STATED EXERCISE => Restate each line of the listing exactly, without carrying over any pictures.

— Start of SUPPLIED ENTRIES —

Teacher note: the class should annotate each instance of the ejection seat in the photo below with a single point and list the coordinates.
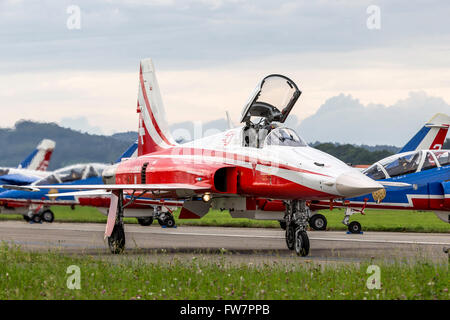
(274, 93)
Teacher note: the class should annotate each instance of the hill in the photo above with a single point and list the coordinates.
(77, 147)
(71, 146)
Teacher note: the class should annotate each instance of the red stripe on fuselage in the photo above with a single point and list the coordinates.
(230, 157)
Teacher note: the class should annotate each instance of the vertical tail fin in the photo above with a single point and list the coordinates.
(131, 152)
(230, 123)
(431, 136)
(40, 157)
(154, 132)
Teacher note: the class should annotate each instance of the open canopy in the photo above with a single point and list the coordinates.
(273, 99)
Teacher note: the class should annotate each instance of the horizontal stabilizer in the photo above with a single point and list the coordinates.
(431, 136)
(19, 188)
(394, 184)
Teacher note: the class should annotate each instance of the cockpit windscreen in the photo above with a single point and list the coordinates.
(284, 137)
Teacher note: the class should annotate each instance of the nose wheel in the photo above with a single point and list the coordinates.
(166, 219)
(296, 222)
(318, 222)
(116, 241)
(301, 243)
(354, 227)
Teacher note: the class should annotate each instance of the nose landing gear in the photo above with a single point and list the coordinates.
(297, 214)
(354, 226)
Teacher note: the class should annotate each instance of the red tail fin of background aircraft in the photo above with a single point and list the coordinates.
(154, 134)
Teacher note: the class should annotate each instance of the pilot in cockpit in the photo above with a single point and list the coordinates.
(270, 104)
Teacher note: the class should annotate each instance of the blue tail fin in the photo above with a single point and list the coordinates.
(131, 152)
(431, 136)
(40, 157)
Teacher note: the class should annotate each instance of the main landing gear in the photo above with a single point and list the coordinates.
(296, 217)
(165, 218)
(145, 221)
(116, 241)
(45, 215)
(316, 222)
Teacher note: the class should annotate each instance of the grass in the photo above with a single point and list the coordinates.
(32, 275)
(374, 220)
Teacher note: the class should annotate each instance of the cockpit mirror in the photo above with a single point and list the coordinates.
(273, 99)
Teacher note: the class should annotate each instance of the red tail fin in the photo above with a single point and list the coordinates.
(154, 132)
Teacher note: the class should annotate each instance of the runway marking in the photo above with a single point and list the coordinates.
(175, 232)
(311, 238)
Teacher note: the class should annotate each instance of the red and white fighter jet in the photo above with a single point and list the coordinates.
(230, 170)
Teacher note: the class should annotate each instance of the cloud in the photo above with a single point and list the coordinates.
(80, 124)
(345, 119)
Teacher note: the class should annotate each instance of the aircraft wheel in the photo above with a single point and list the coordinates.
(36, 218)
(170, 222)
(354, 227)
(290, 236)
(116, 241)
(48, 216)
(301, 243)
(147, 221)
(167, 220)
(318, 222)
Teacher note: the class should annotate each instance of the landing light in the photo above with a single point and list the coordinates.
(206, 197)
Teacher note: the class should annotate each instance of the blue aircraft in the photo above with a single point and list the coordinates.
(32, 168)
(35, 206)
(422, 168)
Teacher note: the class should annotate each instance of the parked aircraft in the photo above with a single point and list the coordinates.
(35, 206)
(425, 174)
(229, 170)
(425, 171)
(431, 136)
(32, 168)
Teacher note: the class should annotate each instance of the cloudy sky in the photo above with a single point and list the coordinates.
(210, 54)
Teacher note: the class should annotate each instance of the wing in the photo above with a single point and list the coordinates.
(178, 189)
(18, 179)
(394, 184)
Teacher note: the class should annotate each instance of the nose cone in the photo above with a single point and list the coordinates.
(354, 183)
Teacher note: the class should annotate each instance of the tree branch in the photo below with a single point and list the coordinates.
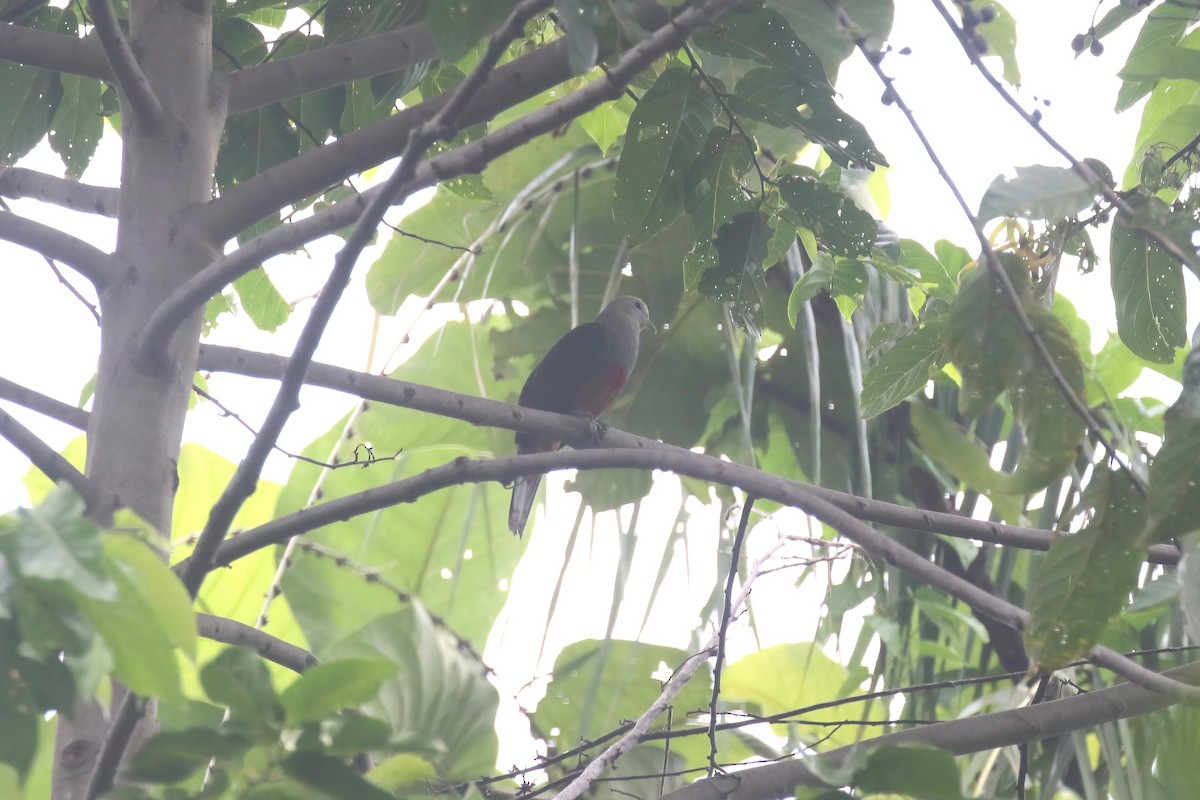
(483, 411)
(779, 780)
(132, 82)
(471, 157)
(55, 52)
(57, 468)
(220, 629)
(89, 262)
(43, 404)
(319, 168)
(329, 66)
(19, 182)
(245, 479)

— End of SUPPLIED ENTRIES —

ANSWER =>
Teacher note: the class should annotate each instance of the ejection seat in the photo below with a single point and list the coordinates.
(274, 93)
Teacher note: the class should annotate each instance of the hill in the photo above with a single point and list the coordinates.
(77, 147)
(71, 146)
Teacher note: the class should annotate each instance of the red stripe on fuselage in the photo above with a single point and list the coordinates.
(230, 157)
Teacher note: the class should annotate each instance of the vertical tail fin in the photo above with a single point and list the coordinates.
(131, 152)
(230, 123)
(431, 136)
(40, 157)
(154, 132)
Teacher note: the class should annotate each instance of the open canopy in the photo above with a single point and list the coordinates.
(273, 99)
Teacher note: the class should annotate each instance of the horizontal stabilizer in the photo above with a single point and list the coordinates.
(431, 136)
(19, 188)
(394, 184)
Teacher note: the class should annotate each instance of the cockpit windscreen in the photo above with a single point and list the coordinates.
(284, 137)
Teacher note: the class should annotate each instance of the nose wheel in the photo above with a single point and list the coordinates.
(166, 219)
(296, 222)
(318, 222)
(116, 241)
(301, 243)
(354, 227)
Teacher note: the class should annotate each instance of the nose landing gear in the photo above with a single point and list the coordinates.
(297, 214)
(354, 226)
Teacher note: the class should annotate each instance of the red tail fin of background aircraft in the photo above with a single point and list the coordinates.
(154, 134)
Teacher note: the class should annotate each instance of the pilot in cockpit in the photo above with a single point and list the coordinates.
(270, 104)
Teacher note: the class should annotate each instance of the blue tail fin in the photo above with a single point and list the coordinates.
(131, 152)
(431, 136)
(40, 157)
Teacher note: the class should annotate each instance of the main landing gear in the photo above with a single point and list the coordinates.
(296, 217)
(165, 218)
(145, 221)
(116, 241)
(45, 215)
(316, 222)
Teacher note: the class should annotate each instance of the grass in the photo above with a single point and list the coordinates.
(32, 275)
(374, 220)
Teacher note: the class should annotate each instance of the cockpit mirror in the photo above with a single point and list the coordinates.
(273, 99)
Teacher note: the class should annotate each instance of the red tail fin in the photo above with a single point and list the coordinates.
(154, 132)
Teacher note: the class should annotate each instance of the runway marking in the photo above with a single point and list the coordinates.
(175, 232)
(311, 238)
Teacher note: the class should annotate each instance of the red and white fighter jet in the photo above with a single point and list the coordinates.
(230, 170)
Teacher note: the class should annotate each instance of the cloud in the photo above with a single point and list the coordinates.
(80, 124)
(345, 119)
Teacher note: the class should annotate each instance of the aircraft wheel in the photo above with a single point and list the coordinates.
(36, 218)
(170, 222)
(354, 227)
(290, 236)
(116, 241)
(48, 216)
(301, 243)
(147, 221)
(167, 220)
(318, 222)
Teacher note: the class should annotate each instance of the landing light in the photo above with a single point and list the coordinates.
(206, 197)
Teacher note: the class should annotate each instance of the blue aircraft in the photo above with a single point and list the coordinates.
(32, 168)
(35, 206)
(422, 168)
Teacher note: the class should annotate each instance of the parked aircraft in the photo above with a single point and list the coordinates.
(35, 206)
(425, 174)
(229, 170)
(425, 171)
(431, 136)
(32, 168)
Teacher note: the class should annotate each instance of the cloudy sky in the photo above with a single point and list the coordinates.
(210, 54)
Teacher note: the class should annotate each instance of the wing in the photo above with a single point and list the coordinates.
(178, 189)
(18, 179)
(394, 184)
Teacher note: the class should annotate each instance of the nose cone in the photo above with a single point and list the coordinates.
(354, 183)
Teacher note: the class should annotate each instance of the tree branch in the photo below with a single point and list the coordinates.
(483, 411)
(779, 780)
(132, 82)
(471, 157)
(55, 52)
(57, 468)
(220, 629)
(89, 262)
(43, 404)
(319, 168)
(329, 66)
(19, 182)
(245, 479)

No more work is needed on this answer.